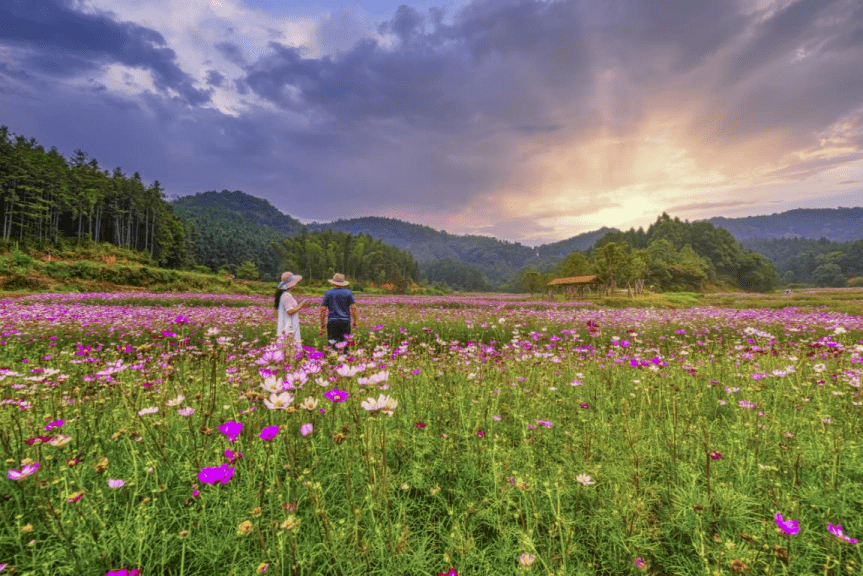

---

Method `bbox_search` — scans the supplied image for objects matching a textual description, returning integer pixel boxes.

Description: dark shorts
[327,321,351,344]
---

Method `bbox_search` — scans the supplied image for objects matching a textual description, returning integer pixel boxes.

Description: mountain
[309,216,614,287]
[172,190,614,287]
[707,208,863,242]
[171,190,303,236]
[171,190,303,277]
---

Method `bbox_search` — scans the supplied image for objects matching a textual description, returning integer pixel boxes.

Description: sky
[0,0,863,246]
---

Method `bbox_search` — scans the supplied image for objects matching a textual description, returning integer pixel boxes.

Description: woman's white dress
[276,292,302,346]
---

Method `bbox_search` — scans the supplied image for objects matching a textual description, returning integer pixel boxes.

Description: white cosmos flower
[360,394,399,416]
[575,474,596,486]
[48,434,72,448]
[261,376,282,393]
[264,392,294,410]
[300,396,318,412]
[165,394,186,406]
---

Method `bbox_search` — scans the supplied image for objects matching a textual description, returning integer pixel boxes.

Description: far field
[0,284,863,576]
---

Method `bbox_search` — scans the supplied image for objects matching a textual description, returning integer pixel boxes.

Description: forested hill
[707,207,863,242]
[172,190,303,236]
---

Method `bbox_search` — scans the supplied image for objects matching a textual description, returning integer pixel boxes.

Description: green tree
[237,260,261,280]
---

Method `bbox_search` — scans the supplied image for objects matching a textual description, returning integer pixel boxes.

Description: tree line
[0,126,419,291]
[521,213,780,293]
[0,126,189,267]
[742,238,863,287]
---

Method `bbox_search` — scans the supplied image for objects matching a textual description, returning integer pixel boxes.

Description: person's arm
[287,300,306,316]
[320,306,327,334]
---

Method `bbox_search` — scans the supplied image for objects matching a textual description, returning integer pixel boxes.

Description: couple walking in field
[275,272,359,348]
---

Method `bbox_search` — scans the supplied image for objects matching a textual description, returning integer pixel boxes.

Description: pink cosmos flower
[225,448,243,464]
[827,524,857,544]
[775,512,800,536]
[324,388,350,402]
[6,462,39,480]
[219,420,243,442]
[198,464,234,484]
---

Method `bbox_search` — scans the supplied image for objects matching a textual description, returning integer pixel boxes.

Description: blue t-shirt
[321,288,355,322]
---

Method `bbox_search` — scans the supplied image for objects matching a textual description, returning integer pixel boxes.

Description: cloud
[0,0,863,243]
[0,0,209,105]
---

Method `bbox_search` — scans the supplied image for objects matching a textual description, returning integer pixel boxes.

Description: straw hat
[327,274,350,286]
[279,272,303,290]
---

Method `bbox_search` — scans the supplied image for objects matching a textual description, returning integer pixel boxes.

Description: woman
[276,272,308,348]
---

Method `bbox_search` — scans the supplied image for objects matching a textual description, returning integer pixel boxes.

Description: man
[320,274,359,346]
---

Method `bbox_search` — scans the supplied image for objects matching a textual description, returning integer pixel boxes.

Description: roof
[546,276,601,286]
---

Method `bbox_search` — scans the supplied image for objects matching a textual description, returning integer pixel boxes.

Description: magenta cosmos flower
[6,462,39,480]
[219,420,243,442]
[775,512,800,536]
[198,464,234,484]
[324,388,350,402]
[827,524,857,544]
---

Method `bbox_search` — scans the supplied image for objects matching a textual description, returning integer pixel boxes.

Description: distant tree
[555,251,592,278]
[237,260,261,280]
[812,262,848,288]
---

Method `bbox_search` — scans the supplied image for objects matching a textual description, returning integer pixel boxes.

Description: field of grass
[0,292,863,576]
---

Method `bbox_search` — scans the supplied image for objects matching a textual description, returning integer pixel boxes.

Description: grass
[0,294,863,575]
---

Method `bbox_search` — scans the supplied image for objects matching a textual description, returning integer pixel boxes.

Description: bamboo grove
[0,126,189,267]
[0,126,419,291]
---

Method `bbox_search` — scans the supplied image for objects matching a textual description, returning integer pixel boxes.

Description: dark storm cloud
[215,41,246,65]
[0,0,210,105]
[246,0,585,131]
[0,0,863,240]
[207,70,225,88]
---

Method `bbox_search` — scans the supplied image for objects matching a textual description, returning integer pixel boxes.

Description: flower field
[0,294,863,576]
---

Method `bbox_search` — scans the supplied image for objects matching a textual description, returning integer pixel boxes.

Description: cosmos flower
[219,420,243,442]
[264,392,294,410]
[575,474,596,486]
[775,512,800,536]
[6,462,39,480]
[827,524,857,544]
[324,388,350,402]
[198,464,234,484]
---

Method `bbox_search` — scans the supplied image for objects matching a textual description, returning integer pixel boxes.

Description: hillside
[309,216,613,287]
[707,207,863,242]
[171,190,303,236]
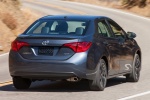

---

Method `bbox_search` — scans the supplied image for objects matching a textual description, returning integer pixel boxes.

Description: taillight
[63,42,92,53]
[11,41,29,51]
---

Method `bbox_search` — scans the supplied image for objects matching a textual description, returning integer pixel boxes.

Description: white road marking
[0,52,8,57]
[125,64,132,70]
[60,1,150,21]
[118,91,150,100]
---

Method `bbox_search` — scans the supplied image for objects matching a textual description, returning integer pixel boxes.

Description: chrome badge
[42,40,50,45]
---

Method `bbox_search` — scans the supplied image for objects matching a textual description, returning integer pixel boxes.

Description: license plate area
[38,47,54,56]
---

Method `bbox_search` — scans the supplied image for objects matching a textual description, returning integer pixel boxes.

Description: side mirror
[127,32,136,39]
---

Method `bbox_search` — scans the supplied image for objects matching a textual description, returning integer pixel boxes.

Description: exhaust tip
[67,77,80,82]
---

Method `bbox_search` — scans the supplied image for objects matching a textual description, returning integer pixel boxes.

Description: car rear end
[9,16,92,80]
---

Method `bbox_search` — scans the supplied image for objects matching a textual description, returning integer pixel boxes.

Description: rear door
[108,19,133,73]
[95,19,120,76]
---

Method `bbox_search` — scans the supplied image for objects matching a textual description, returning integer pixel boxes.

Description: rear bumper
[9,51,95,79]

[Required task] Without the pictures, restate all of the entries above verbatim.

[Exercise result]
---

Method `bbox_search` — scans the supplied image for objects matching a textual description, returning integer pixel boxes.

Description: dark shorts
[327,321,351,344]
---

Method `bbox_search` — scans the supplied image for objects matching a textual description, returning integer pixel boxes.

Description: mountain
[309,216,614,287]
[172,190,614,287]
[707,208,863,242]
[171,190,303,236]
[171,190,303,277]
---

Method `bbox_search` — scans the supplied image for objects matching a textual description, returning integer pixel boxes.

Description: sky
[0,0,863,246]
---

Method `bbox_search` — scans the supplied image for objects matching a textual description, returning integer pixel boxes.

Description: woman's white dress
[276,292,302,346]
---

Method `bbox_search` — scans the supplied image for objects matching a textual description, returning integer pixel boxes.

Description: white cosmos flower
[360,394,399,416]
[575,474,596,486]
[48,434,72,448]
[261,376,282,393]
[264,392,294,410]
[300,396,318,412]
[165,394,186,406]
---

Method `bbox_search` — scans the supplied image for objects matching a textual description, returning integer pixel boxes.

Description: far field
[0,284,863,576]
---

Method `bbox_search` — scans the supplied image for objects matching a textual description, returning integer pixel boxes.

Description: forested hill
[707,207,863,242]
[172,190,303,236]
---

Method `bbox_search` — scans the supplied image for objects matching a textual description, returning integer pixel boxes.

Description: green tree
[237,260,261,280]
---

Method `bbox_search` — scans the supplied image for objects matching a textual description, returning integer pixel boxes.

Description: tree line
[0,126,419,291]
[521,213,780,293]
[0,126,189,267]
[742,238,863,287]
---

Method `bbox_search` — scans the supplied image for objects matching a textual description, returning integer pixel boxes.

Description: person's arm
[287,300,306,316]
[320,306,327,334]
---

Method `bbox_search` — scans the supplied image for objects matching a textual description, returning integer pixel boxes.

Description: couple walking in field
[275,272,359,348]
---

Method `bbox_search` — scans the supplied image for objects matching a textual description, returning integer pixel boxes.

Description: pink cosmos flower
[225,448,243,464]
[827,524,857,544]
[775,512,800,536]
[324,388,350,402]
[6,462,39,480]
[219,420,243,442]
[198,464,234,484]
---

Method `bbox_search` — scans the supplied image for objects matching a textual description, returning integer pixel boxes.

Description: blue t-shirt
[321,288,355,322]
---

Method `bbox_search` — scans the supplied image for objects matching a textual description, returning integer pixel boxes.

Description: cloud
[0,0,863,243]
[0,0,209,105]
---

Method `bbox_search` — scans the supplied image for objects matching a textual description, returning integer pixel boxes.

Description: straw hat
[327,274,350,286]
[279,272,303,290]
---

Method `bbox_search` — scans the supplied image for objects matching a textual description, returning integer pixel boxes.

Description: woman
[276,272,308,348]
---

Method `bbox_search` — scans the supplied image for objects matching a textual description, returning integer pixel boxes.

Description: man
[320,274,359,346]
---

Method `bbox_search` — scans the supplied image for objects matching a textual description, returning integer pixel boxes.

Description: roof
[546,276,601,286]
---

Method `bbox_search` — scans the supplied image for objects matching a textual description, returning integer pixel boxes.

Description: magenta cosmos flower
[6,462,39,480]
[219,420,243,442]
[775,512,800,536]
[198,464,234,484]
[324,388,350,402]
[827,524,857,544]
---

Method `bbox_search` — scans the supplied image for objects matching a textual description, returning integer pixel boxes.

Description: distant tree
[555,251,592,278]
[237,260,261,280]
[812,262,848,288]
---

Method `bbox_search` — scans the supplied image for objects matching a textual description, returning integer pixel boxes.

Description: field of grass
[0,292,863,576]
---

Method `bbox_search` — scans the supplied image for objects matching a textual description, returning integer pixel boxes.

Description: grass
[0,294,863,575]
---

Method `bbox_search` — scans the supplied image for objects matching a textual description, returning integer pixel boxes.

Description: bamboo grove
[0,126,189,267]
[0,126,419,291]
---

Method `bbox_search` — scans the supplied image for objects matching a textual description, returning integer pixel boxes.

Description: dark storm cloud
[215,41,246,65]
[0,0,210,105]
[246,0,585,131]
[0,0,863,240]
[207,70,225,88]
---

Method `bbox_search` — scans the supplied image for objects matching a textual description, returning integer pixel boxes.

Description: flower field
[0,294,863,576]
---

Method `bbox_search` — scans the supplied image for objects matching a textual description, returning integer pixel boxes.

Description: cosmos flower
[219,420,243,442]
[264,392,294,410]
[575,474,596,486]
[775,512,800,536]
[6,462,39,480]
[827,524,857,544]
[324,388,350,402]
[198,464,234,484]
---

Method `bbox_search` — scans the supplied image for objects matching a textual description, returning integer pixel boxes.

Description: hillside
[309,216,613,287]
[707,207,863,242]
[171,190,303,236]

---

Method `bbox_search` — scans the supplied image for objects matching a textual description, returning integer pixel boxes.

Description: taillight
[63,42,92,53]
[11,41,29,51]
---

Method `bbox_search` — scans the supplied image for objects matching a textual description, returning integer pixel boxes.

Description: white road marking
[0,52,8,57]
[125,64,132,70]
[60,1,150,21]
[118,91,150,100]
---

Method `bbox_search` — scans the supplied image for objects matching a textual description, returning integer pixel boxes.

Description: chrome badge
[42,40,50,45]
---

Method `bbox_search` — scans the supplied image for objects matching a textual description, returning integer pixel boxes.

Description: license plate area
[38,47,54,56]
---

Method `bbox_search` — scans the supplied image for objects matching a textual description, returning integer pixel boxes.

Description: side mirror
[127,32,136,39]
---

Method `bbox_search` — scans the supplied image for objects matching a textual description, returning integer pixel boxes.

Description: exhaust tip
[67,77,80,82]
---

Method `bbox_search` — scans the supplied image for objects matching a textual description, returning integer pixel boxes.

Description: car rear end
[9,16,92,80]
---

Method `bbox_search` — scans the supplied image for objects matching a textual description, returning integer pixel boxes.

Description: rear door
[108,19,133,73]
[95,19,120,76]
---

Method `bbox_search` — scans the supplied image for objects matching a textual description, returning integer pixel boxes.

Description: rear bumper
[9,51,95,79]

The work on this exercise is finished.